• [Source data]:
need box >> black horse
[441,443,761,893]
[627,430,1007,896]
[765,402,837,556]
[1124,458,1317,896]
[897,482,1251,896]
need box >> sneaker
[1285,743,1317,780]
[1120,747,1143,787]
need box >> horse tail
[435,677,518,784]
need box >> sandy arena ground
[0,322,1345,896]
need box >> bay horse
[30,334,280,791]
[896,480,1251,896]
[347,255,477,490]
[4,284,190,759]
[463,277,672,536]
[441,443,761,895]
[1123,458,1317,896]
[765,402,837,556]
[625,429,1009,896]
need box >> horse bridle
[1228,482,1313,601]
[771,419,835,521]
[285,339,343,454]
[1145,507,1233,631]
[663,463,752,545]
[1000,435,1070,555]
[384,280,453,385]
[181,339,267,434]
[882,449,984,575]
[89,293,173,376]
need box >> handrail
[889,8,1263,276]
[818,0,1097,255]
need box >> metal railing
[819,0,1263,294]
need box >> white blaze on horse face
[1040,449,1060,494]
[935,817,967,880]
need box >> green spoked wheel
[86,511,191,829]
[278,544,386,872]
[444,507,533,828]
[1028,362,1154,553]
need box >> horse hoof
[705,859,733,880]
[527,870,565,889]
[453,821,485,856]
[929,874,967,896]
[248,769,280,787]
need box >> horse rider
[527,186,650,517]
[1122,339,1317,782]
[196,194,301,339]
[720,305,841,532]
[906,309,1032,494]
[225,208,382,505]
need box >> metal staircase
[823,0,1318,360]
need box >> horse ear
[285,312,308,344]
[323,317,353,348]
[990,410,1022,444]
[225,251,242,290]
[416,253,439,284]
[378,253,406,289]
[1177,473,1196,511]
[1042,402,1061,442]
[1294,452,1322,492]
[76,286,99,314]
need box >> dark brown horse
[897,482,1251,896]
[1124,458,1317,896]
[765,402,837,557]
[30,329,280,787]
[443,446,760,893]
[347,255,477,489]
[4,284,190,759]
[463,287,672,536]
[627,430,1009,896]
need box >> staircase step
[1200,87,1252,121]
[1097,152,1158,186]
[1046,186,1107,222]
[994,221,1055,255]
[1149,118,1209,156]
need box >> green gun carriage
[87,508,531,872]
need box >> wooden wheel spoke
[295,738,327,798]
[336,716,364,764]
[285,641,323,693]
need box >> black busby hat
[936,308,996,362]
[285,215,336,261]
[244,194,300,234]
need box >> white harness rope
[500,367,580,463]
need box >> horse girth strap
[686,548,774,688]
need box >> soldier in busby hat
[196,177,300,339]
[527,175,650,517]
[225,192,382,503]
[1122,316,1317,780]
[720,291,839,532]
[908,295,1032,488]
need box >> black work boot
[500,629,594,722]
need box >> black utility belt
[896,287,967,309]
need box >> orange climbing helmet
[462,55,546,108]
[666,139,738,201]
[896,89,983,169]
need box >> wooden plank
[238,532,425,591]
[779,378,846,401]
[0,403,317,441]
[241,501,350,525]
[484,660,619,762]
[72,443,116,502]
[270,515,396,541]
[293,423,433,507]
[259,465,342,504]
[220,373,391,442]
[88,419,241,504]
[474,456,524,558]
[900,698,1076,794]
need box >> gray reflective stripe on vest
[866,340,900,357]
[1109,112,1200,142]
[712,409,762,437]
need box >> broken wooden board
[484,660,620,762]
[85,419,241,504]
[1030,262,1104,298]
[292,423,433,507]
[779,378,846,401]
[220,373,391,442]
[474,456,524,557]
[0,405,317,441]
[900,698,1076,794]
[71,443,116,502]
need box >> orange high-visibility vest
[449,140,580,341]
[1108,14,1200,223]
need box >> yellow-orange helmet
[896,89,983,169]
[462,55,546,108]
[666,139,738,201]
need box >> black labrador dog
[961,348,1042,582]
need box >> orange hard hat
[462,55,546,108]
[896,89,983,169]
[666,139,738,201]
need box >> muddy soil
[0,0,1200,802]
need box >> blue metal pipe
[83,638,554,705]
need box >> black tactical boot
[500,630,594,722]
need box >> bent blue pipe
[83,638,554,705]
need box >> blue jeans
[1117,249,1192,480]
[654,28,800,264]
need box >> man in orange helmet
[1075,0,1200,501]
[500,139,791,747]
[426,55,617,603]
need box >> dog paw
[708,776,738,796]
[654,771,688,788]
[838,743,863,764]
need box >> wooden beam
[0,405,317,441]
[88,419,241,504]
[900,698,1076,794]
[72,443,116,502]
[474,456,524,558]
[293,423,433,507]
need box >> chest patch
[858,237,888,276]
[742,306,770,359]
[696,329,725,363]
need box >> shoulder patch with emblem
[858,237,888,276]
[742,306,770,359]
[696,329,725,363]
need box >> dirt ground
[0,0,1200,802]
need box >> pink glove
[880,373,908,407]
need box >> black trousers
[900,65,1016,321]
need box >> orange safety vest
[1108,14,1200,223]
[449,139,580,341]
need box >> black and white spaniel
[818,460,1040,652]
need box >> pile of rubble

• [Stated problem]:
Rename "wooden plank" to "timber plank" in the rows between the line holding "need box >> black work boot" and the line holding "[712,409,762,437]", inclusive. Give back only those lines, with everything else unchanged.

• [Exercise result]:
need box >> black work boot
[500,629,594,722]
need box >> black utility belt
[896,287,967,309]
need box >> orange climbing helmet
[462,55,546,108]
[666,139,738,201]
[896,89,983,169]
need box >> timber plank
[238,532,425,591]
[779,378,846,401]
[0,403,317,441]
[241,501,350,525]
[484,660,619,762]
[72,443,116,502]
[270,515,396,541]
[293,423,433,507]
[259,465,342,504]
[220,373,391,442]
[88,419,241,504]
[474,456,524,558]
[900,698,1076,794]
need box >> gray reflective stripe on vest
[866,340,900,357]
[1109,112,1200,142]
[712,409,762,437]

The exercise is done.